BEN: Wasn't Reverend Ian Paisley Protestant? He despised Catholicism, and called Pope John II, "the Antichrist"? Let's not forget the Protestants wouldn't be in Northern Ireland if not for King Henry VIII. So why should Protestants (like the deceased Ian Paisley) get a say in what happens in Northern Ireland? While I like your peace speech I think we're going to have to agree to disagree. It sounds like you are saying making a hasty decision and letting go could lead to disaster, giving an example of what happened to India.

Sure, the Protestant resistance groups in Northern Ireland may start up again, but there are a lot of other groups, who support a united Ireland. They outnumber the Protestants. And the Garda (national police of the Republic of Ireland) would keep the peace (or try). The Protestants are so toxic -- they shouldn't be there anyway. They are not going to get along with the rest of the Catholic population -- that much is obvious. The British should let go of Northern Ireland, uproot and move the Protestants out in the process. Maybe they don't want to move, but they should.

Your comparison of Washington becoming Canadian doesn't enthuse me. Unlike the Protestants, I didn't go somewhere I was unwelcome to be. I would definitely move if Washington became Canadian because that would just mean England is probably going for a land-grab through Canada (I do realize England doesn't own Canada anymore, but they still recognize the British Queen, no?)

Such a move – turning Washington over to Canada -- would confirm all suspicion that the U.S. government is composed of selfish dimwits.

But it would never happen because everyone in Washington would vote against it, everyone would be in an uproar, and the government would lose the revenue of an entire state.

Mexican Invasion of Texas?
════════
Continue the Northern Ireland text from the point where it stops. The items that follow have no connection to the Northern Ireland text above.

Dataset items
════════
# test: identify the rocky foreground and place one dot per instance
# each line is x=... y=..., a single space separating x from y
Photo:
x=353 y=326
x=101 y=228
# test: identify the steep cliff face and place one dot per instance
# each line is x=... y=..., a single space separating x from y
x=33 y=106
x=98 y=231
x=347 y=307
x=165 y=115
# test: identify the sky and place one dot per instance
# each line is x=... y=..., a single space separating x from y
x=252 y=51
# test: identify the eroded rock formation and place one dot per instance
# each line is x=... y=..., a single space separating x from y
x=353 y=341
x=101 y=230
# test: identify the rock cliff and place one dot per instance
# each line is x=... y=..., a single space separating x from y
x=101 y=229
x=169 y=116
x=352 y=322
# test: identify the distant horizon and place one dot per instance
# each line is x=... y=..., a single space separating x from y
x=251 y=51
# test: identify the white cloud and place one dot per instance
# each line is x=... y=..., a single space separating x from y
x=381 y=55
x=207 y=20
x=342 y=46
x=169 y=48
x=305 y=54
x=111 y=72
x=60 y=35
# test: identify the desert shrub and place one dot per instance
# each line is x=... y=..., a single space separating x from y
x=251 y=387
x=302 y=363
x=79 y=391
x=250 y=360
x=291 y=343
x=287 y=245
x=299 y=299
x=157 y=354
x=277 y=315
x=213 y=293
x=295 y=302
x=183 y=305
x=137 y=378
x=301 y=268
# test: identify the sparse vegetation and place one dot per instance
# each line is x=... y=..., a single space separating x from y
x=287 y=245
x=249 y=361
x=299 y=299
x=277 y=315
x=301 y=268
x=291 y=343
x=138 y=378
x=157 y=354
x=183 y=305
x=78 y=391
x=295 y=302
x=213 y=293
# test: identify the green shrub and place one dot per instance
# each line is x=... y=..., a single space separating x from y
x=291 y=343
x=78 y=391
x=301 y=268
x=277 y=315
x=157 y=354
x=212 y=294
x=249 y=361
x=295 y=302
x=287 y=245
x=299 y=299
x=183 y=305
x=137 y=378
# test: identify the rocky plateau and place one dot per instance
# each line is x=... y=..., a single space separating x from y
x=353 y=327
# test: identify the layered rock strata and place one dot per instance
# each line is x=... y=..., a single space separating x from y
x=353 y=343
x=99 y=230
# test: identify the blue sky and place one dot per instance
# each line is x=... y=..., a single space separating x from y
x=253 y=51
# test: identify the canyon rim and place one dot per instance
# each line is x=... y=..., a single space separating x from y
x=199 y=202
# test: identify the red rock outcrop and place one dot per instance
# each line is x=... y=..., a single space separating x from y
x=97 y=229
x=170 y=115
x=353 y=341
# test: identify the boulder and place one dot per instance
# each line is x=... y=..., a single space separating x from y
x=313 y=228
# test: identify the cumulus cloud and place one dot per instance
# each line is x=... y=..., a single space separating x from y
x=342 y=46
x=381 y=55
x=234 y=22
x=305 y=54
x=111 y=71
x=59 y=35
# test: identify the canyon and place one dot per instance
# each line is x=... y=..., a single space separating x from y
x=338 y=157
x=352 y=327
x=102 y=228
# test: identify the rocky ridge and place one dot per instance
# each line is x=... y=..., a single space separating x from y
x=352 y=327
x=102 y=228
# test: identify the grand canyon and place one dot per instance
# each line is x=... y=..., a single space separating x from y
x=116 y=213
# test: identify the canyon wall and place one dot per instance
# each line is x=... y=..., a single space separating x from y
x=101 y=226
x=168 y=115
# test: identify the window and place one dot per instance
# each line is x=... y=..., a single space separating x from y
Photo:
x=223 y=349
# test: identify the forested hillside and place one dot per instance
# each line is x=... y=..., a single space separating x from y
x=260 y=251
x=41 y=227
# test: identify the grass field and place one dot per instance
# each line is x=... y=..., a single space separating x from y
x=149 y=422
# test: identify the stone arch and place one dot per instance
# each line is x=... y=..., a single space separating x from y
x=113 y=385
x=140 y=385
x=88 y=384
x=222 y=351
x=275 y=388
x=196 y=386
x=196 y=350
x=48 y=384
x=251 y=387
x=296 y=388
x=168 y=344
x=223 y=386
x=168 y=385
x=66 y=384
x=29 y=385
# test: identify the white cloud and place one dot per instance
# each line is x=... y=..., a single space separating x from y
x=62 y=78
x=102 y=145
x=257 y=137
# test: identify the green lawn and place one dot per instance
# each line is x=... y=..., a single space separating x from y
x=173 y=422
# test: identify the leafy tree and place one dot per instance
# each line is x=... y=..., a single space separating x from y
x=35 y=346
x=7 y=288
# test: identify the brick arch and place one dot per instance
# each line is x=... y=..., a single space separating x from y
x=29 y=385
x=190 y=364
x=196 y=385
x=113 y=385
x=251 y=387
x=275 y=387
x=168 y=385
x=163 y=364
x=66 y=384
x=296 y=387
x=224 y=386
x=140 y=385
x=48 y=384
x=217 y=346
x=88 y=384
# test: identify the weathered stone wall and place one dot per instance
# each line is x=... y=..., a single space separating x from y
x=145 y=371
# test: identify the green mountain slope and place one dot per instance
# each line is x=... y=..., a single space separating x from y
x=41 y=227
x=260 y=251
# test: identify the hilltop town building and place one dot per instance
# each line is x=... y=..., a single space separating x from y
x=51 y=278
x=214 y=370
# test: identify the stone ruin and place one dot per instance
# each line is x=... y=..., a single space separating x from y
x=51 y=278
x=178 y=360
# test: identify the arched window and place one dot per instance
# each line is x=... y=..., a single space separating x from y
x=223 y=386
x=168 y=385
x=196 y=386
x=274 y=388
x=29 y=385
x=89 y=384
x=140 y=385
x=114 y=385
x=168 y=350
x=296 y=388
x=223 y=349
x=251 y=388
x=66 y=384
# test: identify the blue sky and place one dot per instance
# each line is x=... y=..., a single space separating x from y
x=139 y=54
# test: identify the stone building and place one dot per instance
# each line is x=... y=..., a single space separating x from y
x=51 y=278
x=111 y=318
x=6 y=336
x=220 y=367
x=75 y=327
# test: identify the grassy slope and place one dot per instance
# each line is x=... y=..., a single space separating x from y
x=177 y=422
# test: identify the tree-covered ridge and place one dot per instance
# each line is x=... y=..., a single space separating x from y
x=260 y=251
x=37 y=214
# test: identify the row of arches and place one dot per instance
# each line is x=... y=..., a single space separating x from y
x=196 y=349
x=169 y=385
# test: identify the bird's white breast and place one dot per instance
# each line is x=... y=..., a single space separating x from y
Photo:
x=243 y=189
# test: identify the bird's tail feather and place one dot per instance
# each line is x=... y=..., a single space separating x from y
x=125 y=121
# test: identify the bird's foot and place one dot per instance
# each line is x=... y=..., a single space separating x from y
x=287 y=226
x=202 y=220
════════
Exercise result ::
Mexico is tiny, there's no way the U.S. is going to let them walk in and take Texas. The government likes to own everything. That's like saying “the Native Americans have a legitimate claim to the entire U.S., let's hand it on over.” That wouldn't happen in a million years. But I digress. It sounds like you think if everyone buries his or her head in the sand that everyone will simply forget. Ireland will be whole or people will not care any more. And the problem goes away. We're obviously both biased, and both have a different stance. I don't think everyone burying his or her head in the sand is the right thing to do. I think they should pull the plug on Northern Ireland.

It’s pointless to let Northern Ireland vote to leave because that’s where the Protestants are, so they’d be voting for themselves. The whole of Ireland should get a vote on the matter. If the whole of Ireland voted on whether Northern Ireland should stay apart or not, Northern Ireland would be voted to merge back. Sure, it might make a select few mad but that's not their problem. Stay or go.

Chris Woodford’s Final Thoughts

Hello again Ben

All of history is full of “ifs.”  If Henry VIII hadn’t wanted a divorce... If Hitler had declared war on Japan and not the United States after Pearl Harbor...

It’s endless.

But we are the ones left to deal with the fallout of these “ifs” long after the perpetrators of them are in their graves.  We are in the holes they made and we either stay in them or get out of them as best we can.

The European Union will swallow Ireland (Eire already happily immersed) and it will swallow Britain too in the end.  I bet in 50 years even Russia will be in the Super State of Europe.

Indian Rulers North and South America?
Native Americans DO have the right to be returned to full control of the whole of the continents of both North and South America. I’m using your standard here.  They have as many “ifs” as anyone else.

As a Postscript: I misunderstood Ben's suggestion about a referendum.  Yes, a “whole Ireland” referendum would be a good idea.  A “whole British Isles” referendum would, I feel, return Northern Ireland to the Republic of Ireland as most English, Scots and Welsh are tired of the trouble caused over the years.

But let's not forget the people of Northern Ireland, who were not simply “put there by Henry VIII,” but have been born to families who have lived there, in some cases, longer than Ben's family have lived in he USA.

Henry VIII was 500 years ago. That's twice the age of the USA.

Chris.

Susan Fox: Unbelievable. We have reached almost an agreement – a whole Ireland referendum. Now we simply must tell Westminster.